Stored data entries:
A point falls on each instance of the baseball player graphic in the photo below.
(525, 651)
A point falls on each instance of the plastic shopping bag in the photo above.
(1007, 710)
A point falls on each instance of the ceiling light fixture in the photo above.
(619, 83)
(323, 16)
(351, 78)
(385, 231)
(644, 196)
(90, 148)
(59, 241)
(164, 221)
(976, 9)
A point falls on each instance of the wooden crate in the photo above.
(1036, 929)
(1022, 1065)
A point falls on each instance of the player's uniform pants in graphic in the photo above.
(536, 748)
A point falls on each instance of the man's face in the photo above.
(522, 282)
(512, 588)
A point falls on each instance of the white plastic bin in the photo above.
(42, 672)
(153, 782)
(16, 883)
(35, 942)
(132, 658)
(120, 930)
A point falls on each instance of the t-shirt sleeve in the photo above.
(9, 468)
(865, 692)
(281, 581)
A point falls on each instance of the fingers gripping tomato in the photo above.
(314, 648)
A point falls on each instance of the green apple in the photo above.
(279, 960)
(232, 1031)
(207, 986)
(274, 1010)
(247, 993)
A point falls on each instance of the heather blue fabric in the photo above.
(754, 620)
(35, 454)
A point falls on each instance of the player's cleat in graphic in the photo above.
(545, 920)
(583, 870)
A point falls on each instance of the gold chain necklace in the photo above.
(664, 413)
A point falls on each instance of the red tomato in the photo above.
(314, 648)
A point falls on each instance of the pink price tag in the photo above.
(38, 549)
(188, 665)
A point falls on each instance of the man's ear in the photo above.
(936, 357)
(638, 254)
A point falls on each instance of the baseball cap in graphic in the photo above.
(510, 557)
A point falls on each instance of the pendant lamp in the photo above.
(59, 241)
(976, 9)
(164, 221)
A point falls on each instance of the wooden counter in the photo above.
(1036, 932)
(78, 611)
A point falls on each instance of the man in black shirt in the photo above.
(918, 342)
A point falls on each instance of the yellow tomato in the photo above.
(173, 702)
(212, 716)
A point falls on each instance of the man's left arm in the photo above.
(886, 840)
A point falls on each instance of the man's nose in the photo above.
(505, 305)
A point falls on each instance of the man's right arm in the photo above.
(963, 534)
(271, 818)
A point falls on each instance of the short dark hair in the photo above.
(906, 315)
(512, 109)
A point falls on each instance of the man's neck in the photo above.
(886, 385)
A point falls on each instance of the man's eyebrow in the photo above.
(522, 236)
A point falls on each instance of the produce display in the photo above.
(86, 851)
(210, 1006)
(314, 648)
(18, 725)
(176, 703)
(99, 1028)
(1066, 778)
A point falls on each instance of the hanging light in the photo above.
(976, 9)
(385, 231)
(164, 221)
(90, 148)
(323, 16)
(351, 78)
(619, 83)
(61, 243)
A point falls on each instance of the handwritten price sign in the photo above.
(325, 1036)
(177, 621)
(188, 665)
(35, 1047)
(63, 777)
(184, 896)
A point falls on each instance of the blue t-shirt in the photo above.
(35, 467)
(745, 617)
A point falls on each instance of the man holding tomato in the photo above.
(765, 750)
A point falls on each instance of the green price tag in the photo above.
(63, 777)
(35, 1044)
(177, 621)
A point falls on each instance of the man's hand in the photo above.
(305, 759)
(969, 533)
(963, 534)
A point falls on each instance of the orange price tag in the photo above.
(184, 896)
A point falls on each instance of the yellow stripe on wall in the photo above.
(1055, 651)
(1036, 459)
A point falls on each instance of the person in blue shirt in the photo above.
...
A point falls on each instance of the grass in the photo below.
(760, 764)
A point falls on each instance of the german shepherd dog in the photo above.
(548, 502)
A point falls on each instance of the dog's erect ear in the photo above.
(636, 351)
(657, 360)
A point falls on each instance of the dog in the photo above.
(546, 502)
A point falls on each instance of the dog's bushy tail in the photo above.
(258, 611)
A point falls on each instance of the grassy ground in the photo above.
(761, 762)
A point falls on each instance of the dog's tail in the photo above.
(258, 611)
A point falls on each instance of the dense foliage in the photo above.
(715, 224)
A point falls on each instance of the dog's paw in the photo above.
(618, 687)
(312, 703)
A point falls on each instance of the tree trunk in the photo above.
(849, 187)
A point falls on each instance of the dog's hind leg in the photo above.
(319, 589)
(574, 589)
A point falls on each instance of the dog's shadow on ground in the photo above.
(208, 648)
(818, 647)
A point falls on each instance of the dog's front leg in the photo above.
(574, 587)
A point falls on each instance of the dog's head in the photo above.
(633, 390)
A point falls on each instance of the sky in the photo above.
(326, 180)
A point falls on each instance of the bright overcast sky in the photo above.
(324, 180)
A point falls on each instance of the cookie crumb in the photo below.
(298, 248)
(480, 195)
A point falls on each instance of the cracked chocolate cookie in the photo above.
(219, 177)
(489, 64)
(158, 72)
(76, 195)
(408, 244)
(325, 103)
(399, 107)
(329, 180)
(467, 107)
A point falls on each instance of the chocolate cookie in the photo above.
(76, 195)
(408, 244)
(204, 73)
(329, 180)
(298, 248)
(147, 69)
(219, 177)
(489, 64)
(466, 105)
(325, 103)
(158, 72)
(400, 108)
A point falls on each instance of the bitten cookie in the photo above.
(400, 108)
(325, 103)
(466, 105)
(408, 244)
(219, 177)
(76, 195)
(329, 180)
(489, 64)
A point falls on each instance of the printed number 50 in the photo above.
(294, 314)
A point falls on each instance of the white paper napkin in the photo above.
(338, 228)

_EXERCISE GOAL_
Set down precisely the lines above between the line holding "A point falls on each instance of the man's right" and the line holding "A point falls on each instance of the person", inclusive, and nothing beyond them.

_RESPONSE TO THE TASK_
A point falls on each instance of the man's right arm in the photo above.
(963, 534)
(271, 818)
A point falls on each instance of the short dark hair in the photo above.
(906, 315)
(512, 109)
A point falls on each instance of the man's neck in the photo above.
(886, 385)
A point falls on each instance of the man's eyebrow in the photo above.
(522, 236)
A point falls on each instance of the produce display in the photo above.
(86, 851)
(210, 1006)
(314, 648)
(18, 725)
(176, 703)
(99, 1028)
(1066, 778)
A point falls on each instance of the hanging light in the photo above.
(976, 9)
(385, 231)
(164, 221)
(90, 148)
(323, 16)
(351, 78)
(619, 83)
(61, 243)
A point falls on each instance of the handwritten price sign in the photo above.
(325, 1036)
(177, 621)
(188, 665)
(35, 1047)
(63, 777)
(184, 896)
A point falls on each instance of the blue t-shirt in the photo above.
(35, 467)
(745, 617)
A point falls on each instance of the man holding tomato in the photo above.
(765, 750)
A point falls on each instance of the green price tag in the photo above.
(63, 777)
(35, 1044)
(177, 621)
A point falls on each instance of the man's hand in the photo above.
(305, 759)
(969, 533)
(963, 534)
A point falls on each instance of the orange price tag in the photo above.
(184, 896)
A point falls on each instance of the yellow stripe on wall in the photo above.
(1055, 651)
(1036, 459)
A point falls on each instance of the person in blue shirt in the photo above.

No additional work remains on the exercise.